What to do:
Answer these about the release-notes email thread:
(a) What would using PR numbers instead of redmine issues in the release notes remove, according to Tatiana Tereshchenko?
(b) Whose proposal does David Davis give a +1 to?
(c) What process does Matthias Dellweg say scales better than handpicking the notes in the end?

Excerpted text:
/---
[Pulp-dev] Release Note Process Improvements

Tatiana Tereshchenko ttereshc at redhat.com
Sat May 25 20:17:27 UTC 2019


+1 to improve release notes process

If we decide to use PR numbers and not redmine issues in the release notes,
then there will be no limitation/requirement to have a redmine issue to add
something to the release notes.

Tanya

On Fri, May 24, 2019 at 3:46 PM David Davis <daviddavis at redhat.com> wrote:

> +1 to bmbouter's proposal and not including '[noissue]' items in release
> notes.
>
> David
>
>
> On Fri, May 24, 2019 at 3:52 AM Matthias Dellweg <dellweg at atix.de> wrote:
>
>> I am fine with stating "[noissue] means 'not worth mentioning in
>> release notes'".
>> This would require the reviewer to decide to tell the contributor: "We
>> want that to be part of the release notes. Please open up a ticket."
>> And that process scales better than handpicking the notes in the end.
>>
>> On Thu, 23 May 2019 16:22:36 -0400
>> Dana Walker <dawalker at redhat.com> wrote:
>>
>> > My initial thought is this looks useful to the user and very clean.
\---
Supplied entries:
/---
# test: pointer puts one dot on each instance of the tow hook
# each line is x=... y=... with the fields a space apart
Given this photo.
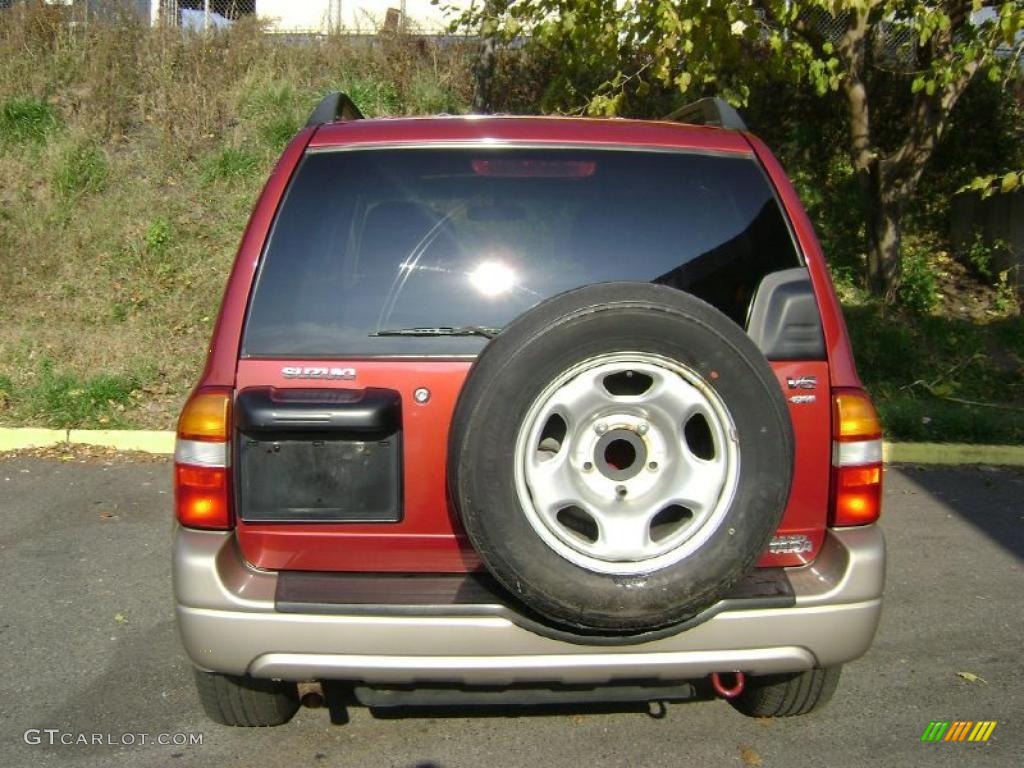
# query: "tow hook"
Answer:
x=735 y=690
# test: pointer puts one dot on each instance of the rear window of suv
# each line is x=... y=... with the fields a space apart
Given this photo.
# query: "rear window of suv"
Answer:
x=371 y=242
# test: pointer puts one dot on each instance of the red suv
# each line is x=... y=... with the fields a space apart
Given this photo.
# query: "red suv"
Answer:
x=526 y=409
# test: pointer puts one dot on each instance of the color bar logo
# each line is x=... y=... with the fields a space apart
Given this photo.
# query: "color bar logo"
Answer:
x=958 y=730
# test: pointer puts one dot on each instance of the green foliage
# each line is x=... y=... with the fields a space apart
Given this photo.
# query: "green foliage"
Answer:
x=919 y=290
x=158 y=237
x=377 y=97
x=80 y=170
x=62 y=399
x=229 y=165
x=27 y=121
x=276 y=111
x=941 y=379
x=6 y=391
x=931 y=420
x=994 y=183
x=979 y=255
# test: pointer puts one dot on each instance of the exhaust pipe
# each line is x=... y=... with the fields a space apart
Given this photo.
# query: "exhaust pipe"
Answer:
x=728 y=692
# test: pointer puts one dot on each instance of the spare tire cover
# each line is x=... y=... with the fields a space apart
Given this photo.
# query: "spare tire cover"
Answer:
x=620 y=457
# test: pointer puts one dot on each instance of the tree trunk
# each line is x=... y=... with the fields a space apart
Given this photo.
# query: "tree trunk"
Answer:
x=883 y=224
x=483 y=70
x=483 y=76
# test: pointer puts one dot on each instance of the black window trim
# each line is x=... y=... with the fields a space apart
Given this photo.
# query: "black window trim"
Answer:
x=476 y=144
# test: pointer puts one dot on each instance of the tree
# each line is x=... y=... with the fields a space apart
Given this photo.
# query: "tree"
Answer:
x=614 y=54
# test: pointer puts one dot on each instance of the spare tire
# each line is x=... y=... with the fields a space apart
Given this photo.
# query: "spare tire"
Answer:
x=620 y=457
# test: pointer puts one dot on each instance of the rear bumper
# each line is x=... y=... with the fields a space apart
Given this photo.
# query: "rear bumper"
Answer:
x=228 y=623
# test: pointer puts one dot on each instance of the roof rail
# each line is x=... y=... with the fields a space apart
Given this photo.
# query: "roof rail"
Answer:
x=713 y=111
x=334 y=107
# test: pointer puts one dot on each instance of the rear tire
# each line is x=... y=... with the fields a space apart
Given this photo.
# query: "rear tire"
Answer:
x=787 y=695
x=245 y=701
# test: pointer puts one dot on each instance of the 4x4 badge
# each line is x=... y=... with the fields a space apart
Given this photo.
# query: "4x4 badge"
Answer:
x=317 y=372
x=802 y=382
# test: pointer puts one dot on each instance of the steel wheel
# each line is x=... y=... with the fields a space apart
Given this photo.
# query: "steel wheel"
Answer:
x=627 y=463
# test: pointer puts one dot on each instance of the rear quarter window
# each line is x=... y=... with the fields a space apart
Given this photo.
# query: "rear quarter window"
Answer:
x=372 y=241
\---
Output of the exercise:
(a) The limitation or requirement to have a redmine issue before adding something to the release notes.
(b) bmbouter's.
(c) The reviewer telling the contributor that the change should be part of the release notes and asking them to open a ticket.